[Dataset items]
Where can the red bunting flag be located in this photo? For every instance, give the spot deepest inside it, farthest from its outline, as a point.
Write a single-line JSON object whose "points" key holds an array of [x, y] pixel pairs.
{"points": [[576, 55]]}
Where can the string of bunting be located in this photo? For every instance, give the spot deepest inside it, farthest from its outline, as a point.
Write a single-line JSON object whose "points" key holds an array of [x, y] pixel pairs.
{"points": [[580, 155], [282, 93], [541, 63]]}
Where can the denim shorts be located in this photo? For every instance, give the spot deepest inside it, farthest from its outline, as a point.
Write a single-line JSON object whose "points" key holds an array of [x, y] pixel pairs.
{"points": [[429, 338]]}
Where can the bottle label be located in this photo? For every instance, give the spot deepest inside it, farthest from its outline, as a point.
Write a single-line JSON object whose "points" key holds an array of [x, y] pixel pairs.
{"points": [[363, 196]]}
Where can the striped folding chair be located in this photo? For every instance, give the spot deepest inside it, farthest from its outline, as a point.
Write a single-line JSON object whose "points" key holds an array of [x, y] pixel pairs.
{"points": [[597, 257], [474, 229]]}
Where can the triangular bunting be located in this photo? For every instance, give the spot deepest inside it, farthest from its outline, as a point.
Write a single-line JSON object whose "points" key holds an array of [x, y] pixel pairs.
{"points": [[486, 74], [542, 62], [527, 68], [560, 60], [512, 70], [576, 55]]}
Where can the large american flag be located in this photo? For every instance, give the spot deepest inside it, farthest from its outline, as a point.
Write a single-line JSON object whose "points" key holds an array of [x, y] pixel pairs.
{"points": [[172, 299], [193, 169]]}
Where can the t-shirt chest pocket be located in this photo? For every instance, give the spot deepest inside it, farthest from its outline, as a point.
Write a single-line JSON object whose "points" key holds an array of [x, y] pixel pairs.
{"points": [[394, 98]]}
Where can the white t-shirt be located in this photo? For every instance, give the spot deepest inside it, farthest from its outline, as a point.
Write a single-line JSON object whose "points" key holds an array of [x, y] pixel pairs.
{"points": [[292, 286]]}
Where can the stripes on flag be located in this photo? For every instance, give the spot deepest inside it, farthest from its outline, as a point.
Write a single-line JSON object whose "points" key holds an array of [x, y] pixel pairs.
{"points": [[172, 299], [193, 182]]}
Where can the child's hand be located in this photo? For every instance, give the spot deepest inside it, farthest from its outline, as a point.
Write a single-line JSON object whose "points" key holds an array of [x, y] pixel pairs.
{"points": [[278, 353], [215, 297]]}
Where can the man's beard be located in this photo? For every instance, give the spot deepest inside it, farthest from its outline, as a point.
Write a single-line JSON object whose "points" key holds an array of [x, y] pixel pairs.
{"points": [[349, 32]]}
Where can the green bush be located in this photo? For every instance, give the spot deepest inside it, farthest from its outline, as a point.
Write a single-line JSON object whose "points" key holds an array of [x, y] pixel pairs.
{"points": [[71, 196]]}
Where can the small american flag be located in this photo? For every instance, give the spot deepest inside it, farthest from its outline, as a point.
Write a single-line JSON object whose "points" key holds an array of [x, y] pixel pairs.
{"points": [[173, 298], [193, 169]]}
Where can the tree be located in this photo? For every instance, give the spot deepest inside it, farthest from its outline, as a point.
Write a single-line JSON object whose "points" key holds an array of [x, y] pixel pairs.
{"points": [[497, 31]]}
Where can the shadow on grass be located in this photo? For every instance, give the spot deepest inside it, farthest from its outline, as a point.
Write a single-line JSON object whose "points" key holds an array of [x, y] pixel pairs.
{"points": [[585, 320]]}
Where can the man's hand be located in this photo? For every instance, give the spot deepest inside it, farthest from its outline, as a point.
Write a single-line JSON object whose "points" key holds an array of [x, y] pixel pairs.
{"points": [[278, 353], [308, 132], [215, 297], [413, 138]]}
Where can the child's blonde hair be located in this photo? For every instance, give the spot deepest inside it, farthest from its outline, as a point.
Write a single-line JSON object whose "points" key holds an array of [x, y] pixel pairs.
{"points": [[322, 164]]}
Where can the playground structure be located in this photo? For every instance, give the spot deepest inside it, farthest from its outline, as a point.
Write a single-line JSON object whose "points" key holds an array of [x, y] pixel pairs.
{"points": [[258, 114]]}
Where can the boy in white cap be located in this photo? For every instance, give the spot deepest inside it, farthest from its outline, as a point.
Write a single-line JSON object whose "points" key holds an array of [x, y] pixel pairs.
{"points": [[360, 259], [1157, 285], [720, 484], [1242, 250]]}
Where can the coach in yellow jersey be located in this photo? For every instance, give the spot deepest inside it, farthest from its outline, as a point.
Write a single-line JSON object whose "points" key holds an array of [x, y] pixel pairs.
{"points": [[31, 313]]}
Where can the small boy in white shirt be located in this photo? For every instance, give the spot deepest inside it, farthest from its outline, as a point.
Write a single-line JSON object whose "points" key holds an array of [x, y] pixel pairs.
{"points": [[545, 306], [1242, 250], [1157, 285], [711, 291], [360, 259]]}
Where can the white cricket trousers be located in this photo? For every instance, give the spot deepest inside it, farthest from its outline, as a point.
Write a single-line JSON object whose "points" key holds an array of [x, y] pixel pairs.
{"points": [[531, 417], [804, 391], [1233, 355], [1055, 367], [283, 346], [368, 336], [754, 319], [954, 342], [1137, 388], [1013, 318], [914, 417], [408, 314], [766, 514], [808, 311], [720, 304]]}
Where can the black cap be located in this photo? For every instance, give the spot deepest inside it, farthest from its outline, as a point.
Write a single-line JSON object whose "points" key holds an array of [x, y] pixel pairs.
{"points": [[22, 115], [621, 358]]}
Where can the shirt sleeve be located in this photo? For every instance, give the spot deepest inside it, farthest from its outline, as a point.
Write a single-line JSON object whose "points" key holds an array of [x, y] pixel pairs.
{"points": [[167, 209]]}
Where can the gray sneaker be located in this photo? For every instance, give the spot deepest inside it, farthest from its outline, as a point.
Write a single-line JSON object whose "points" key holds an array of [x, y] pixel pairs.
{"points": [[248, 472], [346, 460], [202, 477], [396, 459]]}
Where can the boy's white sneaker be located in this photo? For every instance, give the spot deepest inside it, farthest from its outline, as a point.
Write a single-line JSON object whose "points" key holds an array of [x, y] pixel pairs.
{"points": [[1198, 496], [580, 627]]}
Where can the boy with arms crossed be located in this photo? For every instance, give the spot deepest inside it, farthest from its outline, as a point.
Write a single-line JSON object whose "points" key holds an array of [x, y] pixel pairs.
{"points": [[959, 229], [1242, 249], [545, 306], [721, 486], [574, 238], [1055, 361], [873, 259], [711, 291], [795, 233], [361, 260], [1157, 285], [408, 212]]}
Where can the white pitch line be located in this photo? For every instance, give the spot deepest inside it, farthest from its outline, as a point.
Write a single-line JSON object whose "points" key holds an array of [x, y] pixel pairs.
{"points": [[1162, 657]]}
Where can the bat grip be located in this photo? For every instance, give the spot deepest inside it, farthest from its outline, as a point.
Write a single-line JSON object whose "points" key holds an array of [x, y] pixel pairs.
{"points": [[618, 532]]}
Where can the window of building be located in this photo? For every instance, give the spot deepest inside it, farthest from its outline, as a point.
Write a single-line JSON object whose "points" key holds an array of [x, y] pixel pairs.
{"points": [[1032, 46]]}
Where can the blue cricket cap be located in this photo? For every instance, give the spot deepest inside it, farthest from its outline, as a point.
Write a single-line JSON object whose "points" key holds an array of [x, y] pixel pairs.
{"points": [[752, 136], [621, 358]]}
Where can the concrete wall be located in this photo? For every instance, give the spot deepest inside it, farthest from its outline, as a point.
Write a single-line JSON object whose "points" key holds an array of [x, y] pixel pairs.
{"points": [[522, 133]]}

**WHAT THIS TASK INVOLVES**
Please output every line shown above exactly.

**ANSWER BELOW**
Where can the red bunting flag be located in this photo? For every instance, give the spot deepest inside it, farthest from its outline, as a point.
Write a single-line JSON object whose "points" key holds an array of [x, y] pixel pairs.
{"points": [[576, 55]]}
Where can the string of bunting be located in this photo? For every instance, give the spot deepest inside it, farthest from its outline, as a point.
Write a single-line JSON object whose "points" key holds an array of [x, y] pixel pairs.
{"points": [[580, 155], [282, 93], [541, 63]]}
Where can the denim shorts be located in this photo? For every instance, give the spot deepest inside it, farthest from its outline, as a point.
Write a single-line JSON object whose "points" key holds an array of [x, y] pixel pairs.
{"points": [[429, 338]]}
Where can the bottle label be located in this photo? For every instance, give the spot deepest inside it, farthest from its outline, as a point.
Write a single-line JSON object whose "points" key holds an array of [x, y] pixel pairs.
{"points": [[363, 196]]}
Where can the striped folding chair be located in this photo? For every instance, give the spot deepest inside it, farthest from its outline, as a point.
Write a single-line JSON object whose "points" key holds an array of [x, y] pixel pairs.
{"points": [[597, 257], [474, 229]]}
Where can the triangular bunting be located in this photo? For every instance, give the spot deepest inside it, farthest from its outline, as a point.
Write a single-line JSON object whose "points" key holds an array of [x, y] pixel pairs.
{"points": [[486, 74], [542, 62], [527, 68], [560, 60], [512, 70], [576, 55]]}
Where can the large american flag be located in this photo? For every instance, give the spot deepest inside it, farthest from its outline, as a point.
Write a single-line JSON object whose "points" key holds an array of [x, y] pixel pairs.
{"points": [[172, 299], [193, 169]]}
Where can the t-shirt chest pocket be located in this photo? For every instance, give the spot deepest inside it, farthest from its outline, as a point.
Write a single-line JSON object whose "points" key holds an array of [x, y] pixel pairs.
{"points": [[394, 98]]}
Where can the white t-shirt be located in this photo? For every instance, give the spot deepest inside it, farthest from its outline, as a point.
Write a single-line JSON object whose "points" key holds an array of [x, y] pixel pairs.
{"points": [[292, 286]]}
Where can the stripes on flag be located in this photo? For every instance, give the spot deepest inside it, farthest from its outline, as a point.
Write a single-line JSON object whose "points" key holds an array of [x, y] pixel pairs.
{"points": [[172, 299], [193, 182]]}
Where can the child's hand be located in this photo? For every instance, give the spot deepest inside it, farthest from its outline, as a point.
Write a single-line JSON object whose "points" key holds an array of [x, y] pixel pairs.
{"points": [[278, 353], [215, 297]]}
Where can the man's beard be located in this photo? For every instance, give the spot deepest inside it, farthest from its outline, as a point.
Write a single-line JSON object whose "points" key holds an array of [x, y] pixel pairs.
{"points": [[349, 32]]}
Where can the green bush be located in this photo? For every instance, give the spot deepest inside it, farthest from its outline, as a point.
Write a single-line JSON object whose "points" key holds an array of [x, y] pixel pairs.
{"points": [[71, 196]]}
Where can the small american flag be located in this photo? For every instance, give the spot deepest inside it, farthest from its outline, as a point.
Write a single-line JSON object whose "points" key holds an array of [x, y] pixel pairs.
{"points": [[173, 298], [193, 169]]}
Where can the tree be located in this photo? For every instance, give the spot deepest inside it, farthest from its outline, as a point.
Write a single-line JSON object whose "points" key holds an array of [x, y] pixel pairs.
{"points": [[497, 31]]}
Where can the shadow on grass be located in this photo? For every instance, give the spot deepest inside it, farthest from its outline, as a point.
Write a single-line JSON object whose "points" key holds an array of [x, y] pixel pairs.
{"points": [[585, 320]]}
Where can the man's hand be located in this photo? For every instance, give the spot deepest inside it, farthest from its outline, as a point.
Write a single-line JSON object whose "points" key holds an array of [x, y] pixel pairs.
{"points": [[278, 353], [308, 132], [215, 297], [413, 138]]}
Where can the child's blonde hair be located in this photo? For every instance, give the spot deepest inside it, farthest from its outline, as a point.
Write a single-line JSON object whose "points" key holds an array of [x, y] pixel pairs.
{"points": [[322, 164]]}
Where can the playground structure be located in this photo? For every instance, give the spot deepest inside it, farthest from its outline, as a point.
Write a single-line JSON object whose "points" key holds an array of [x, y] pixel pairs.
{"points": [[258, 114]]}
Where can the boy in white cap be located in this photo? For every instance, give the spot deepest inside it, farthest from its outline, as a point.
Write a single-line JSON object whose "points" key holds an array of [x, y] pixel pairs.
{"points": [[360, 259], [1157, 285], [720, 484], [1242, 250]]}
Where can the coach in yellow jersey be located in this photo? For every instance, give the spot deepest inside it, farthest from its outline, as a point.
Write a single-line JSON object whose "points" key holds an array of [x, y] pixel pairs.
{"points": [[31, 313]]}
Where can the small boy in white shirt be located in this photo? For every instance, give the spot deepest inside it, farthest from its outline, as a point.
Write a single-line JSON object whose "points" key holds an array of [x, y] pixel pairs.
{"points": [[545, 306], [1242, 250], [1157, 285], [711, 291], [360, 259]]}
Where can the white cricket trousers be located in this photo? For every instance, give the spot deepest inside it, farthest from its outline, as a point.
Write a single-line JSON object whose "points" key holds an array of [x, y] pixel pairs.
{"points": [[531, 417], [804, 391], [1233, 355], [1055, 367], [283, 346], [368, 336], [754, 319], [954, 342], [1137, 388], [1013, 318], [914, 417], [408, 314], [766, 514], [808, 311], [720, 304]]}
Where can the black cap be located in this photo? For every instance, give the spot deepest inside it, farthest from its outline, as a point.
Write a single-line JSON object whose "points" key holds an array of [x, y] pixel pairs.
{"points": [[22, 115], [621, 358]]}
Where can the shirt sleeve be located in this photo? For every instance, give the spot deepest inside it, farthest from its outline, as a point.
Write a single-line JSON object whose "points" key holds an array of [x, y] pixel pairs.
{"points": [[167, 209]]}
Where can the gray sneaker be located in this photo? For every instance, give the spot deepest inside it, farthest from its outline, as a point.
Write a single-line JSON object whose "points" key holds an array of [x, y] pixel pairs.
{"points": [[248, 472], [346, 460], [202, 477], [396, 459]]}
Where can the boy's white sneaker be located in this photo? For every instance, give the spot deepest inside it, farthest from its outline, as a point.
Write a single-line JSON object whose "points" key holds an array of [x, y] pixel pairs.
{"points": [[1198, 496], [580, 627]]}
Where can the boy with arms crossed be located in this photo? For every instance, give the spot deepest inside it, farthest from its outline, as a point.
Write a single-line JSON object whose "points" key holds an array of [x, y] pixel pairs.
{"points": [[959, 229], [1242, 249], [545, 306], [721, 486], [574, 238], [1055, 361], [873, 259], [711, 291], [795, 233], [361, 260], [1157, 285], [408, 212]]}
Where can the white pitch line be located in this photo? For every instance, give the spot deepest inside it, farthest from its outline, as a point.
Write a single-line JSON object whose "points" key holds an array of [x, y] pixel pairs.
{"points": [[1162, 657]]}
Where can the bat grip be located in this photo? For every instance, give the spot deepest inside it, farthest from its outline, as a point.
Write a single-line JSON object whose "points" key holds an array of [x, y] pixel pairs.
{"points": [[618, 532]]}
Where can the window of building be located in this photo? For every instance, give the spot deepest inside it, farthest from its outline, as a point.
Write a single-line JSON object whose "points" key holds an array of [x, y] pixel pairs.
{"points": [[1032, 46]]}
Where can the blue cricket cap be located in this photo? For every instance, give the spot deepest inside it, farthest from its outline, as a point.
Write a single-line JSON object whose "points" key holds an array of [x, y] pixel pairs.
{"points": [[752, 136], [621, 358]]}
Where can the concrete wall be located in this photo? For every instance, give the spot deepest inside it, farthest from its outline, as a point.
Write a single-line JSON object whose "points" key holds an array of [x, y] pixel pairs.
{"points": [[522, 133]]}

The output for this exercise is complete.